**Work request:** Could you reproduce every record below exactly, excluding all pictures?
++++ Records to use ++++
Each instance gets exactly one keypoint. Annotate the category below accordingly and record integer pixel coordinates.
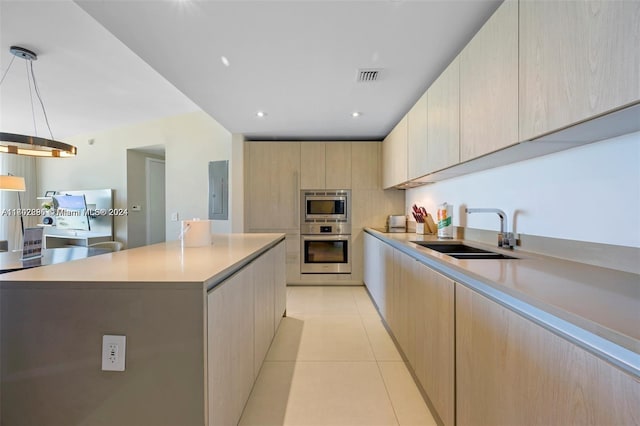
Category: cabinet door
(280, 284)
(230, 342)
(489, 85)
(417, 139)
(443, 119)
(373, 265)
(272, 185)
(435, 339)
(365, 165)
(263, 274)
(338, 165)
(511, 371)
(312, 160)
(577, 59)
(394, 156)
(403, 325)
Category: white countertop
++++
**Reply:**
Each instance gets exactly one keypoint. Annotate the category below accordingly and record integer pixel coordinates.
Category: cabinet door
(280, 284)
(230, 342)
(489, 85)
(417, 139)
(443, 119)
(373, 265)
(272, 185)
(435, 339)
(365, 165)
(263, 274)
(338, 165)
(511, 371)
(312, 160)
(577, 59)
(394, 156)
(403, 325)
Category: white countertop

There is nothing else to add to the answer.